Repeat the material exactly, leaving nothing out.

### Records provided

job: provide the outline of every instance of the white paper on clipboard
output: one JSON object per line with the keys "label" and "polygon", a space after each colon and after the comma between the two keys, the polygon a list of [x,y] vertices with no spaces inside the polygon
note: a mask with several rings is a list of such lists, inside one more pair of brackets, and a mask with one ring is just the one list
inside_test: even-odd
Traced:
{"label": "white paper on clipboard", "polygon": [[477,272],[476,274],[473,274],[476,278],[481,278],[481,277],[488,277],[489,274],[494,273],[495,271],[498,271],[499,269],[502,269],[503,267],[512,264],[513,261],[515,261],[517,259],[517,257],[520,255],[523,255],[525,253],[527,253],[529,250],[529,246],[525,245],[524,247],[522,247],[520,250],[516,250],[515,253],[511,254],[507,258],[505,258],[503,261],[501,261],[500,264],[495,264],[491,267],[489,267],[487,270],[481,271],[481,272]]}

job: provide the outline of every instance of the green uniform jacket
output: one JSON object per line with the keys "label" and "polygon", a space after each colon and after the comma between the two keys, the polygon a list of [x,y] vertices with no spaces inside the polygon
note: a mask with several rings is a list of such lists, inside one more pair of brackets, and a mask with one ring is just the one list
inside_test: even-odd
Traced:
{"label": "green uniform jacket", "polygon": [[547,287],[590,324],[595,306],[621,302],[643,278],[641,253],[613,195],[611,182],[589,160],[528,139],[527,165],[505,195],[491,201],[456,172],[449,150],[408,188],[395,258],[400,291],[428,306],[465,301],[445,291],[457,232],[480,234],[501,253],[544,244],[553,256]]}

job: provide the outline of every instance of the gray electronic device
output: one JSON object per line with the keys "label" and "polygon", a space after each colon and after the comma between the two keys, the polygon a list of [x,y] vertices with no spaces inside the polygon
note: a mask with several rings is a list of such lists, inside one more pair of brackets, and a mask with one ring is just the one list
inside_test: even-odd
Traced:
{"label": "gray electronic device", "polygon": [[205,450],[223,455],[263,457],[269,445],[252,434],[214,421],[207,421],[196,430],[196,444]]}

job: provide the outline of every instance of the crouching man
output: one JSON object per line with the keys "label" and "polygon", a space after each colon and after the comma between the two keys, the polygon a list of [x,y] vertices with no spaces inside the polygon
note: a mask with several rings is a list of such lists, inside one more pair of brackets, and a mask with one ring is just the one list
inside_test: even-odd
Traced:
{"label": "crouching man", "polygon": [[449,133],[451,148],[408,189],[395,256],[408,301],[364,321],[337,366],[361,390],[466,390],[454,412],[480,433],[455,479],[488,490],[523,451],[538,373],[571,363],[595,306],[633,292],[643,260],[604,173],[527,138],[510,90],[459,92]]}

######

### Task solution
job: provide the outline of every instance of the white paper on clipboard
output: one JSON object per line with the keys "label" and "polygon", a space after each colon and after the comma between the two keys, the polygon a list of [x,y] vertices with no spaces inside the polygon
note: a mask with several rings is a list of such lists, inside one more pair of brackets, and a mask with one ring is just the one list
inside_test: even-odd
Traced:
{"label": "white paper on clipboard", "polygon": [[477,272],[476,274],[473,274],[476,278],[481,278],[481,277],[488,277],[489,274],[494,273],[495,271],[498,271],[499,269],[502,269],[503,267],[512,264],[513,261],[515,261],[517,259],[517,257],[520,255],[523,255],[525,253],[527,253],[529,250],[529,246],[525,245],[524,247],[522,247],[520,250],[516,250],[515,253],[511,254],[507,258],[505,258],[503,261],[501,261],[500,264],[495,264],[491,267],[489,267],[487,270],[481,271],[481,272]]}

job: provide the outline of every instance of the green uniform jacket
output: one JSON object per line with the keys "label" and "polygon", a space after each colon and after the comma between the two keys, the polygon a list of [x,y] vertices with no spaces inside the polygon
note: a mask with several rings is a list of such lists, inside one more pair of brackets, and a mask with one ring is just the one list
inside_test: even-odd
Traced:
{"label": "green uniform jacket", "polygon": [[547,287],[590,324],[595,306],[621,302],[643,278],[641,253],[613,195],[611,182],[589,160],[528,139],[527,165],[505,195],[491,201],[456,172],[449,150],[408,188],[395,258],[400,291],[428,306],[465,301],[445,291],[457,232],[480,234],[501,253],[544,244],[553,256]]}

job: provide the outline of every instance of the gray electronic device
output: one JSON object per line with the keys "label" and "polygon", a space after each colon and after the comma between the two keys, the polygon a list of [x,y] vertices with no spaces inside the polygon
note: a mask with several rings is a list of such lists, inside one more pair of brackets, and a mask with one ring is just the one list
inside_test: even-odd
Traced:
{"label": "gray electronic device", "polygon": [[205,450],[223,455],[263,457],[269,445],[252,434],[214,421],[207,421],[196,430],[196,444]]}

job: provide the outline of every instance of the crouching man
output: one JSON object per line with the keys "label" and "polygon", a space after each colon and after the comma between the two keys, the polygon a list of [x,y] vertices with no spaces inside the polygon
note: a mask with several rings is a list of such lists, inside one more pair of brackets, and a mask with one ring is just the one list
inside_test: even-odd
Traced:
{"label": "crouching man", "polygon": [[449,133],[451,148],[408,189],[395,256],[408,301],[364,321],[337,366],[361,390],[466,390],[454,412],[480,433],[455,479],[488,490],[523,451],[538,373],[571,363],[595,306],[633,292],[643,260],[604,173],[527,138],[510,90],[459,92]]}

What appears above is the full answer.